*MATERIALS PROVIDED*
┏━━

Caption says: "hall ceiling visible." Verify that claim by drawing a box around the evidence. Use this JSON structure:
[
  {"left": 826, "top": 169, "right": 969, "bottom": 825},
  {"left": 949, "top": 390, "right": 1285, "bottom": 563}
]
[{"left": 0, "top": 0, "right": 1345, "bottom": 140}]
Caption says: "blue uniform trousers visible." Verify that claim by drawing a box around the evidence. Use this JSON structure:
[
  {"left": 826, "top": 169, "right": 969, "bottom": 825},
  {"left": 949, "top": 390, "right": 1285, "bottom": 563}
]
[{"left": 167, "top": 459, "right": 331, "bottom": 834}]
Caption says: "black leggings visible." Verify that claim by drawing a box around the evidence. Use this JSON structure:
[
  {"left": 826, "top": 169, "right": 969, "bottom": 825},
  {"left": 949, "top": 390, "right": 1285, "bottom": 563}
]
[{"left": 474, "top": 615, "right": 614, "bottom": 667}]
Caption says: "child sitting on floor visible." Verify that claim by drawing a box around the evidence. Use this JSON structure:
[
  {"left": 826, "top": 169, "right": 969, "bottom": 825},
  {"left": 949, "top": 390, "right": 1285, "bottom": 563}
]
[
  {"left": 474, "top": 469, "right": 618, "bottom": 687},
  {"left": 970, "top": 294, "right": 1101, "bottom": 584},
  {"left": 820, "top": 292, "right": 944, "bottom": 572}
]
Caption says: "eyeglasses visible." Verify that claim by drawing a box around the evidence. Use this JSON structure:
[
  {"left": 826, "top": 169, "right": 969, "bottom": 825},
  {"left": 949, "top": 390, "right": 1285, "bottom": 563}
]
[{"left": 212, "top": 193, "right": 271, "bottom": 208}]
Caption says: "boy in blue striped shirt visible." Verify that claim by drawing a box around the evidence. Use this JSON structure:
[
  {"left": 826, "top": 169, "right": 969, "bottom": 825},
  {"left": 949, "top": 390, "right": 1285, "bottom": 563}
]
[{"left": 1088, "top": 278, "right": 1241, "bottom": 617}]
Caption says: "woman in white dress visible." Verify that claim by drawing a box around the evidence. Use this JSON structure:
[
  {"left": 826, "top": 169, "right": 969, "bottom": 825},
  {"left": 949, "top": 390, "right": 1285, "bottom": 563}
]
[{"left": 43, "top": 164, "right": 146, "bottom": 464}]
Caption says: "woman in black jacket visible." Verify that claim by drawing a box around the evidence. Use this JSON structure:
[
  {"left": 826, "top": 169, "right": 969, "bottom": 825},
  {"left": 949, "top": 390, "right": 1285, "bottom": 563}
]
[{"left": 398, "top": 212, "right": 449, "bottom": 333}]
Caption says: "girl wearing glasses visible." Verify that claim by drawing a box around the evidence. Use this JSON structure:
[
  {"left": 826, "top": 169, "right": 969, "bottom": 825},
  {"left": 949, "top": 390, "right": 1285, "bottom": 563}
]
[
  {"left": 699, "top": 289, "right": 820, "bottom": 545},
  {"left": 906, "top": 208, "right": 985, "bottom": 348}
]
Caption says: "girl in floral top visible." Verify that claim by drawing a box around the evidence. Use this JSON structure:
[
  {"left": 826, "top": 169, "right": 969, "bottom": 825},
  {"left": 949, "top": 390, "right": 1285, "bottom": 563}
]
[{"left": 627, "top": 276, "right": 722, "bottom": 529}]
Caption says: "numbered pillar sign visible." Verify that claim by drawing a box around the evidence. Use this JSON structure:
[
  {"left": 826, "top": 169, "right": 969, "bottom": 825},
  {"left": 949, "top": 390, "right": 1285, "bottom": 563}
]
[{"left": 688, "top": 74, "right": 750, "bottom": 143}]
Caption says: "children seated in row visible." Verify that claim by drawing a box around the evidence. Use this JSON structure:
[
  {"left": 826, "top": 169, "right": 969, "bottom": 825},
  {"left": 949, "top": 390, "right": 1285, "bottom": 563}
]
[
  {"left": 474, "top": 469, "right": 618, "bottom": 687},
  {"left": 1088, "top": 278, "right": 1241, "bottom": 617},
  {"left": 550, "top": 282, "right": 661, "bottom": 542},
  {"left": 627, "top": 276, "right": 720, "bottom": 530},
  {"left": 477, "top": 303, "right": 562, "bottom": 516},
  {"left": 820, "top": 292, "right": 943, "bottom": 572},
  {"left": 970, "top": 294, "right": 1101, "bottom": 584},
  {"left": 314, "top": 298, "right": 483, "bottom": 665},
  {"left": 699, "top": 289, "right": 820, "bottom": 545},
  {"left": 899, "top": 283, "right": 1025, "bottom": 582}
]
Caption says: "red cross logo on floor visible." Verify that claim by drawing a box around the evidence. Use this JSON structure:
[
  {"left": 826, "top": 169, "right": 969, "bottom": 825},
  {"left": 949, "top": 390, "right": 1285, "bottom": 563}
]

┗━━

*DIRECTIONS FOR THIS TASK*
Count the lines in the records above that contain the string "floor". Reply with the number alone.

*RESPONSE FOR THIS EXERCISE*
2